---- Document text

Aetna Ins. Co. v. King

Decision Date24 August 1972
Docket NumberNo. P--359,P--359
Citation265 So.2d 716
PartiesAETNA INSURANCE COMPANY, a foreign corporation, Appellant, v. Leste M. KING, also known as Mrs. Fred W. King, Appellee.
CourtFlorida District Court of Appeals

Ernest W. Welch, of Isler, Welch, Bryant, Smith, Higby & Brown, Panama City, for appellant.

James A. Johnston, of Fitzgerald & Johnston, Pensacola, for appellee.

RAWLS, Judge.

Appellant, Aetna Insurance Company, appeals from a final judgment of $13,083.39 1 which was awarded to appellee, Mrs. Leste King, for losses she sustained when a building and its contents insured by Aetna were destroyed by fire. The decisive question on this appeal is whether at the time of the fire Mrs. King had an insurable interest in the destroyed building and its contents.

--------

Complete the following:
A) According to the court opinion in Aetna Insurance Company v. King, which court decided the case?
B) Carry on the Aetna v. King court opinion from the point where it stops.

---- Data entries

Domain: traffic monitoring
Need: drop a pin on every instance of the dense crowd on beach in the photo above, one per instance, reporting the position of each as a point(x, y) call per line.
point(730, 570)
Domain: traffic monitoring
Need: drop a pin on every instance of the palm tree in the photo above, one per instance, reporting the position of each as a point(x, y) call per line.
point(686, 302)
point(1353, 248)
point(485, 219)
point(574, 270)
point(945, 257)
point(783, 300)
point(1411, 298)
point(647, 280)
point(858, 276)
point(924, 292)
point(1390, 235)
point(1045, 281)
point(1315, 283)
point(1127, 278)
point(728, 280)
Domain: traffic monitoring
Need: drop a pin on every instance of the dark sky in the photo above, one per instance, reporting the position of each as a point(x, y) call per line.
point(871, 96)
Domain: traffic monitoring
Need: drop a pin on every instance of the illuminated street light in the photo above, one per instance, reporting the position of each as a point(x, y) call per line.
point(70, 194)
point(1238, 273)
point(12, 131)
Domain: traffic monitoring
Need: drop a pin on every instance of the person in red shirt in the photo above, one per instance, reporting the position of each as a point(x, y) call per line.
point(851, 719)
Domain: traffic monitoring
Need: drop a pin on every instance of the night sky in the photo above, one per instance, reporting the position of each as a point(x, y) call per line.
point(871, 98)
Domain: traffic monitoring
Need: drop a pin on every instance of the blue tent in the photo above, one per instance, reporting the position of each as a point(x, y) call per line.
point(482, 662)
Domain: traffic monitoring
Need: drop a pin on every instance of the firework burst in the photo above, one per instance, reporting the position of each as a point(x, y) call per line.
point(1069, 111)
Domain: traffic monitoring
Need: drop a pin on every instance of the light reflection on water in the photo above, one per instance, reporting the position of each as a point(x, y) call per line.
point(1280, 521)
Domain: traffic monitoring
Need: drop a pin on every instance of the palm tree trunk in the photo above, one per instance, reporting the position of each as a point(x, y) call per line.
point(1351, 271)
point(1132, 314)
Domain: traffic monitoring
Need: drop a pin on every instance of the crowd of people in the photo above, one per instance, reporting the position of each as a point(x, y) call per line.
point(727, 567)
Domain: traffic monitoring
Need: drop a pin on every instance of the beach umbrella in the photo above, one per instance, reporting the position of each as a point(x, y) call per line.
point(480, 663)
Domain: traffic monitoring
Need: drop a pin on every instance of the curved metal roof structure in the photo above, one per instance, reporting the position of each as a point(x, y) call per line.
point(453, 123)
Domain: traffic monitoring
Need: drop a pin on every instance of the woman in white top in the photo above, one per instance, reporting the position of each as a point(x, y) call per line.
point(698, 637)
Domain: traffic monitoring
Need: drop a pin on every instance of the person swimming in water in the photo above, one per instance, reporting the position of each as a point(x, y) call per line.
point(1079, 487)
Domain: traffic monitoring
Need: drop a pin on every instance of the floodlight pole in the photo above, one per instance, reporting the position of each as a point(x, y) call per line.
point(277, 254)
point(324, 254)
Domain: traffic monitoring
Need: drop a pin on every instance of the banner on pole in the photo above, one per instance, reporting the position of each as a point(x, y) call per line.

--------

Written answers:
A) The Florida District Court of Appeals.

B)
Prior to October of 1964 Mrs. King and her husband were owners in fee simple 2 of real property in Sneads, Florida, upon which was located a concrete block building in which the Kings operated a grocery store. During the early months of 1964 Mr. and Mrs. King were both in a declining state of health which prohibited them from devoting the necessary attention to their grocery business. On October 12, 1964, Mr. and Mrs. King conveyed the real property in fee simple to their daughters, Freida K. Nichols and Gay K. Kinard.

For the next several years the daughters and their husbands cared for the Kings and helped run the grocery store. The proceeds from the store were placed in a special bank account and expended to meet the needs of the Kings.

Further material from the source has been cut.